**** Records for the task ****
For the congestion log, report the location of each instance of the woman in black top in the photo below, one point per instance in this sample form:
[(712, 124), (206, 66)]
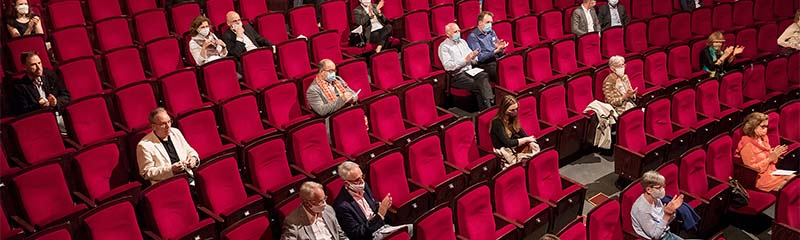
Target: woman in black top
[(21, 21), (713, 59), (509, 141)]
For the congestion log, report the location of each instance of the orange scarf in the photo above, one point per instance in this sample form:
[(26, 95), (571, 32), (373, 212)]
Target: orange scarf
[(322, 83)]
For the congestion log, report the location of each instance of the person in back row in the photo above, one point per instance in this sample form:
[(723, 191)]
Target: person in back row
[(457, 59)]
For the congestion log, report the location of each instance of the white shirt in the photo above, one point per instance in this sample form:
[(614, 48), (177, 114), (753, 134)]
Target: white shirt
[(589, 20), (452, 55)]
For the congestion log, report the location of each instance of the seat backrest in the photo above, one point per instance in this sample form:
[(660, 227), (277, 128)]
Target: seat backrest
[(441, 15), (272, 26), (38, 137), (510, 194), (474, 213), (425, 160), (303, 20), (124, 66), (170, 207), (81, 78), (150, 25), (182, 15), (220, 186), (72, 42), (435, 226), (387, 175), (544, 178), (525, 28), (114, 220), (180, 91), (348, 132), (603, 222), (113, 33), (631, 130), (220, 79), (163, 56)]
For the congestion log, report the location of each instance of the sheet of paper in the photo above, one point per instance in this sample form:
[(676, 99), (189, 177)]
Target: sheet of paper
[(781, 172), (474, 71)]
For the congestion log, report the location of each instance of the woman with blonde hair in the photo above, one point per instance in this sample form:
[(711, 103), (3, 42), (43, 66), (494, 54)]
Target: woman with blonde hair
[(715, 60), (509, 141), (756, 152)]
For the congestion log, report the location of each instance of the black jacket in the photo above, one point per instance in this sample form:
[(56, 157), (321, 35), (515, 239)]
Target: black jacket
[(25, 98), (236, 48), (352, 219)]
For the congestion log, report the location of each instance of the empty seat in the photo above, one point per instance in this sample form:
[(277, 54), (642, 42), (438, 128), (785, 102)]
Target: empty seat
[(169, 211)]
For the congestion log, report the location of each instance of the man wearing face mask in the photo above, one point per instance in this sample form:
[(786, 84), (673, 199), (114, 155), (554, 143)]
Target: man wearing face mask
[(360, 215), (649, 216), (489, 47), (328, 92), (313, 219), (457, 59), (241, 38), (374, 26), (584, 18), (612, 14), (617, 88)]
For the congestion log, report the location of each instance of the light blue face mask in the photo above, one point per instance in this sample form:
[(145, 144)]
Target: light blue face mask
[(487, 28)]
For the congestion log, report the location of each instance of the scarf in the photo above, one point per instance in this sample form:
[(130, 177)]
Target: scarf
[(327, 91)]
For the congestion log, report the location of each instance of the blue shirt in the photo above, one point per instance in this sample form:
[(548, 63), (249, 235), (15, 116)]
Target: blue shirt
[(485, 41)]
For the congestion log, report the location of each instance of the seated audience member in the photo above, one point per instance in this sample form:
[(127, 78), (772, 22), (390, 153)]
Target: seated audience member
[(359, 214), (457, 59), (617, 87), (713, 59), (584, 18), (791, 36), (374, 26), (22, 21), (757, 153), (204, 45), (649, 216), (164, 152), (240, 37), (314, 219), (328, 92), (511, 144), (488, 45), (690, 5), (612, 14)]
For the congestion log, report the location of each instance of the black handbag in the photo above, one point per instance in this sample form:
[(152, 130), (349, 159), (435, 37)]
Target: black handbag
[(739, 195), (356, 40)]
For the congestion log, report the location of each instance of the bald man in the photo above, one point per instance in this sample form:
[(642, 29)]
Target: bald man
[(457, 59), (240, 37)]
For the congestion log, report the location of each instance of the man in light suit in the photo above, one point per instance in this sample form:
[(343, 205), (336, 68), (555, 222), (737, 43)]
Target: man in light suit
[(164, 152), (584, 18), (314, 219)]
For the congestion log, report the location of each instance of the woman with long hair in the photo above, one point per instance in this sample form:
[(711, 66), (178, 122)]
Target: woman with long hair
[(756, 152), (509, 141)]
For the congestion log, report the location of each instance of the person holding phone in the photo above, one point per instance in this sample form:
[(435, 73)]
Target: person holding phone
[(457, 59)]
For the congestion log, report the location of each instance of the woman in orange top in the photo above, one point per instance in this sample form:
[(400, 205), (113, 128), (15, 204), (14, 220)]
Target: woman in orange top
[(758, 154)]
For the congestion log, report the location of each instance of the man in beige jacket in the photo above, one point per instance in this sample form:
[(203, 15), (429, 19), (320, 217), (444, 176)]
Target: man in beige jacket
[(164, 152)]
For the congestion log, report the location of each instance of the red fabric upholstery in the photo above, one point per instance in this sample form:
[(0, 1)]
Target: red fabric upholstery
[(115, 220), (44, 195)]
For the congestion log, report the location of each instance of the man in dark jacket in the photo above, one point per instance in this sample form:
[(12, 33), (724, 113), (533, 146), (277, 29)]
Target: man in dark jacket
[(241, 38)]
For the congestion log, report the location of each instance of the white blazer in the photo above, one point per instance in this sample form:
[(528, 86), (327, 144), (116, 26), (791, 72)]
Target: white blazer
[(154, 163)]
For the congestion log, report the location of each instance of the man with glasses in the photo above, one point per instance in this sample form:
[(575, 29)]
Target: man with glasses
[(328, 92), (164, 152), (241, 38), (649, 216), (313, 219), (360, 215)]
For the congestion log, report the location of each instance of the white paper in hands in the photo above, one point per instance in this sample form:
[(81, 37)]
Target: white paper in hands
[(474, 71)]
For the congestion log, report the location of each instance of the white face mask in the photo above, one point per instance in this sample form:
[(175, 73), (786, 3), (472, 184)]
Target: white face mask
[(23, 9)]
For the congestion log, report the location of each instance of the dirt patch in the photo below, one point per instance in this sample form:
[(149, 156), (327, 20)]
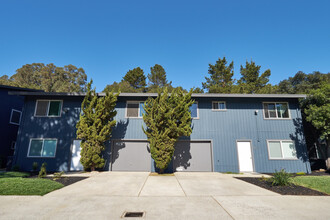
****
What this task involves
Reproduce the part of the records that opens with the line containing "the black jacket" and closes with the line containing "[(25, 98), (236, 48), (352, 219)]", substituting "crowding log" for "congestion log" and leaving everything else unchanged.

Response
For the crowding log, report the location of each instance of the black jacket in the photo above, one point per instance in this sample form:
[(56, 157), (321, 35), (515, 239)]
Target: black jacket
[(25, 98), (236, 48), (352, 219)]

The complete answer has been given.